• [Brano da leggere]:
************

A pochi giorni dall’affaire Reggio alcuni parlamentari dem (su impulso di Letta) propongono la cancellazione delle norme sulla sospensione

Pubblicato il: 25/11/2021 – 12:05
di Francesco Donnici
La proposta anti-Severino del Pd e la solidarietà a Falcomatà. «Fare il sindaco deve convenire?»

REGGIO CALABRIA «Fare il sindaco non conviene». Lo slogan sta accompagnando in questi giorni le proposte rivolte alla modifica o abrogazione della legge Severino. L’ultima depositata dal Partito Democratico. Il “ritorno di fiamma” – come ricostruisce il fattoquotidiano – sarebbe diretta conseguenza di quanto astrattamente scritto in calce alla sentenza di primo grado del processo “Miramare”, che ha visto la condanna a 1 anno e 4 mesi del primo cittadino di Reggio Calabria, Giuseppe Falcomatà, e conseguente sospensione dalla carica per la durata di 18 mesi. «L’assurdità» del caso specifico, che chiederebbe se non altro un esame del testo normativo, – secondo quanto esternato dallo stesso Falcomatà nella sua diretta post-verdetto – è nella durata superiore della sospensione rispetto alla condanna stessa. A ciò si aggiunga che il reato contestatogli è quell’abuso d’ufficio, la cui depenalizzazione è oggetto di un’altra “crociata” di taluni partiti. Ma è necessario (e in che misura) intervenire proprio oggi sulla “Severino”?

La proposta del Partito Democratico e la solidarietà a Falcomatà  

Oggetto della proposta dem è la cancellazione gli articoli 8 e 11 della “Severino”, ovvero le norme che rendono obbligatoria la sospensione per i sindaci, governatori, assessori che abbiano subito una condanna in primo grado (a meno che non si tratti di reati gravi). Le firme sono illustri: Dario Parrini, presidente della Commissione Affari costituzionali, Anna Rossomando, vicepresidente del Senato e responsabile giustizia del partito, Franco Mirabelli, vicepresidente dem e capogruppo in commissione Giustizia; e alla Camera Andrea Giorgis, coordinatore del comitato riforme istituzionali del partito, e i capigruppo in commissione Giustizia e Affari costituzionali Alfredo Bazoli e Stefano Ceccanti. Ma secondo quanto ricostruito dal giornale di Marco Travaglio, la proposta che «vorrebbe portare le lancette della giustizia a prima del 1990, anno della legge 55», proverrebbe direttamente Enrico Letta, che ieri avrebbe riunito un gruppo di amministratori locali nella sede del partito. La leadership del segretario, invero, si regge in larga parte sull’appoggio del “partito dei sindaci”, di gran lunga rinfoltito dopo l’ultima tornata elettorale.

************

• [Sezione dati]:

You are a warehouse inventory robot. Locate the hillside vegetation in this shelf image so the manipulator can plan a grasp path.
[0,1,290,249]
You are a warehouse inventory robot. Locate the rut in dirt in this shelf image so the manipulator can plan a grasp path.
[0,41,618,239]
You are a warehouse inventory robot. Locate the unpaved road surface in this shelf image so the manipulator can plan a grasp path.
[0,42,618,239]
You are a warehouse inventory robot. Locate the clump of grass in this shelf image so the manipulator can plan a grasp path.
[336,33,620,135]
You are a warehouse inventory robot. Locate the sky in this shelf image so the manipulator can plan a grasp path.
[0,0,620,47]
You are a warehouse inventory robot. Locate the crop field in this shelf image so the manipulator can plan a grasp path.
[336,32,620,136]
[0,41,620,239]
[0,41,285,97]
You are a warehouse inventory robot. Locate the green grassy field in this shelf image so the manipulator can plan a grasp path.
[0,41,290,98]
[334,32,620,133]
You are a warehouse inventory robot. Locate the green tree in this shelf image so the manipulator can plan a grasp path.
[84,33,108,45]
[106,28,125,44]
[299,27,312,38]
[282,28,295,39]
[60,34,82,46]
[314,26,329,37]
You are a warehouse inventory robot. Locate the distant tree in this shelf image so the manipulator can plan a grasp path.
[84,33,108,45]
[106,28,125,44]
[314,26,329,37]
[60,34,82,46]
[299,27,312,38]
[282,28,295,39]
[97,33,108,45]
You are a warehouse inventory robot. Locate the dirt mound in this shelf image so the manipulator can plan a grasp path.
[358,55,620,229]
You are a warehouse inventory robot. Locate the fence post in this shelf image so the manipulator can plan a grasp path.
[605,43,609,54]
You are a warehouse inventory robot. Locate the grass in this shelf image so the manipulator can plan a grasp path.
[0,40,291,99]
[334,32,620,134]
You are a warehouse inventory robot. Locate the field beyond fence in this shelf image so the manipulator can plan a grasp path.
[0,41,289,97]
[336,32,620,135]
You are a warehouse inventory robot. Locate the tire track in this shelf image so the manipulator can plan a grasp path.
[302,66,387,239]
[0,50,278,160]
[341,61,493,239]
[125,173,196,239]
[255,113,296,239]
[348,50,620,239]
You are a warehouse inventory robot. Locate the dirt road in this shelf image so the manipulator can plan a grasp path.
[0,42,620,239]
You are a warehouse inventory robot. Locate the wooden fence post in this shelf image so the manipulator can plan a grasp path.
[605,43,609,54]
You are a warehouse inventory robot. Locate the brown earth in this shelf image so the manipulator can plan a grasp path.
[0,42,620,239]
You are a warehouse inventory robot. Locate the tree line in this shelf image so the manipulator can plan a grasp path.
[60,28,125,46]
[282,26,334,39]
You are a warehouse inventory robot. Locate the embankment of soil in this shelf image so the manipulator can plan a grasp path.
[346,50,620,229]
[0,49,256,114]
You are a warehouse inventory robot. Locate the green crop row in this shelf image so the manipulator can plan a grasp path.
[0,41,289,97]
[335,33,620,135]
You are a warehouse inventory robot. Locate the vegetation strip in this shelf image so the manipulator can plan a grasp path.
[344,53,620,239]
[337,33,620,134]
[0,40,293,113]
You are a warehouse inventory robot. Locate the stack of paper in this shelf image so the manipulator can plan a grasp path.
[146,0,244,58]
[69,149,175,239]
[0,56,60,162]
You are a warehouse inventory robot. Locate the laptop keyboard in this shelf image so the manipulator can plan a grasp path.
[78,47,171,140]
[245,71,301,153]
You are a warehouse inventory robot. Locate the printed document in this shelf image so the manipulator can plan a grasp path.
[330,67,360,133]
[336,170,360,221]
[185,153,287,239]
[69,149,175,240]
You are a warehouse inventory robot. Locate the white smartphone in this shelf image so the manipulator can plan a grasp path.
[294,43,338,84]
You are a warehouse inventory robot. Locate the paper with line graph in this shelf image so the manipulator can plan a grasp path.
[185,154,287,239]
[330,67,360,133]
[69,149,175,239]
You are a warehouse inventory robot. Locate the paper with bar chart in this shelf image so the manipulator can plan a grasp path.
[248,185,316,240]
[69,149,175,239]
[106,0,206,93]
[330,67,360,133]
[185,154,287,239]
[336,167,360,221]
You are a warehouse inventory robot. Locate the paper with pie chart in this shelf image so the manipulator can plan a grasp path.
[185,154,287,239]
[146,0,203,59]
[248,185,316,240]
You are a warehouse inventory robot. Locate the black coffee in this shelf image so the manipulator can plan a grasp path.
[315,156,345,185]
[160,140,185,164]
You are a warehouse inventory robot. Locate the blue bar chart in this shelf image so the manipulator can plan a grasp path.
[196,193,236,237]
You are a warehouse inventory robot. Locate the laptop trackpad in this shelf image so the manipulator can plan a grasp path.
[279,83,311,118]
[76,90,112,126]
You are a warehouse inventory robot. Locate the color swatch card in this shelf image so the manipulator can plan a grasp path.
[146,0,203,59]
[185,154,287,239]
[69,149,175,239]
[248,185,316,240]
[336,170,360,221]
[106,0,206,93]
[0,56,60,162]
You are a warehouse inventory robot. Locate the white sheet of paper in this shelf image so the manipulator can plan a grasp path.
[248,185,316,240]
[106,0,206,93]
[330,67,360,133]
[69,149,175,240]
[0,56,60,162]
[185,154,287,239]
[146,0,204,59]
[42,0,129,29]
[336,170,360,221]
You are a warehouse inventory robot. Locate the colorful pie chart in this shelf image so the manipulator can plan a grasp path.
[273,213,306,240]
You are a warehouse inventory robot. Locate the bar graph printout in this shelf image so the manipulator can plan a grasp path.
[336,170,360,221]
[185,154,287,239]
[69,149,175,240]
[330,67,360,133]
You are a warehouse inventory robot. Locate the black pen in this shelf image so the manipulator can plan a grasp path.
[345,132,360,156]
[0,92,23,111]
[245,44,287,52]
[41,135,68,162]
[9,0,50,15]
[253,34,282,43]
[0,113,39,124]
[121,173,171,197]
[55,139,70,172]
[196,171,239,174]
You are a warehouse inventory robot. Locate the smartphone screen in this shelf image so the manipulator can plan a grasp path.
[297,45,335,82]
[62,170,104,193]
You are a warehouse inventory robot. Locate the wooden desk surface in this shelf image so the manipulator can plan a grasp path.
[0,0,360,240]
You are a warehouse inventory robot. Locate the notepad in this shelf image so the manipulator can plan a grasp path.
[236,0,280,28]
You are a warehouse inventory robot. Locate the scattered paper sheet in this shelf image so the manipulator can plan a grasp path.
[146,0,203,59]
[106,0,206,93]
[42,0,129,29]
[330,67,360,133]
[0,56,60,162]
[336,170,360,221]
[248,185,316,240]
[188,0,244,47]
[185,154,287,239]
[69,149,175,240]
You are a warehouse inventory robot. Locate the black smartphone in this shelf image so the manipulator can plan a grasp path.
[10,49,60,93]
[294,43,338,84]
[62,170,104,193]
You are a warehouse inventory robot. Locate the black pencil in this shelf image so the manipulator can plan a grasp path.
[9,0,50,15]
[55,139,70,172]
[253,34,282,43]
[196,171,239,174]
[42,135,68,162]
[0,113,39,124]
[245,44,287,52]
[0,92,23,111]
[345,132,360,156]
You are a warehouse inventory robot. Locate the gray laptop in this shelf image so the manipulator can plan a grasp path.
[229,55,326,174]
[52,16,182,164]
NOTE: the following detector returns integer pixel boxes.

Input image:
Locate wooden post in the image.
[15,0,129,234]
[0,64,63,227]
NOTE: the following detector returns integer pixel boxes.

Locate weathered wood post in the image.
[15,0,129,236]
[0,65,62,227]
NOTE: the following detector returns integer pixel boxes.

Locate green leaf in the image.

************

• [Cose da fare]:
[a] Puoi aggiornare le voci dalla riga con "You are a warehouse inventory robot. Locate the clump" fino alla riga con "[0,0,620,47]" compresa, sostituendo "sky" con "clear sky" e lasciando tutto il resto invariato? Riporta soltanto queste righe.
[b] Puoi proseguire l'articolo sulla proposta del Pd di abrogare le norme della legge Severino sulla sospensione, riprendendo subito dopo l'ultima frase riportata?
Il brano e le voci non hanno alcun legame tra loro.

• [Risposte]:
[a]
You are a warehouse inventory robot. Locate the clump of grass in this shelf image so the manipulator can plan a grasp path.
[336,33,620,135]
You are a warehouse inventory robot. Locate the clear sky in this shelf image so the manipulator can plan a grasp path.
[0,0,620,47]

[b]
Nelle stesse ore è inoltre arrivata l’apertura (condizionata all’azzeramento dell’attuale giunta) dei dem alla continuità dell’amministrazione reggina dopo lo “sgarbo” di Falcomatà. Dopo la sospensione, il sindaco ha di fatto spodestato il partito dalla guida del Comune e della Città Metropolitana (consegnandoli rispettivamente a Brunetti di Italia Viva e Versace di Azione). Ma dalla riunione intercorsa tra le delegazione Pd e il facente funzioni di Palazzo San Giorgio sarebbe emerso un «clima cordiale» al quale si è accompagnata la rinnovata solidarietà verso il sindaco e i consiglieri comunali sospesi. «Ribadiamo – si legge nella nota diffusa dal commisario regionale, Stefano Graziano – la necessità di un intervento del legislatore sulla norma che regola i reati di abuso d’ufficio e sulla opportunità della sospensione dai ruoli amministrativi in seguito a condanne in primo grado». Oggi, per ammissione della stessa delegazione, Brunetti esporrà le proposte alla coalizione e, nell’attesa, l’interpartitica fissata per la serata è slittata a data da destinarsi.

Il testo della proposta dem

Il caso Falcomatà e l’affaire Reggio, dove il centrodestra rimane fermo all’uscio, alitando su un insperato ritorno al voto, viene annoverato in quella che i firmatari Pd definiscono «la casistica degli ultimi anni» da cui sarebbe emerso «un problema oggettivo di bilanciamento tra lotta all’illegalità da una parte e salvaguardia dell’efficienza e della stabilità delle amministrazioni dall’altra».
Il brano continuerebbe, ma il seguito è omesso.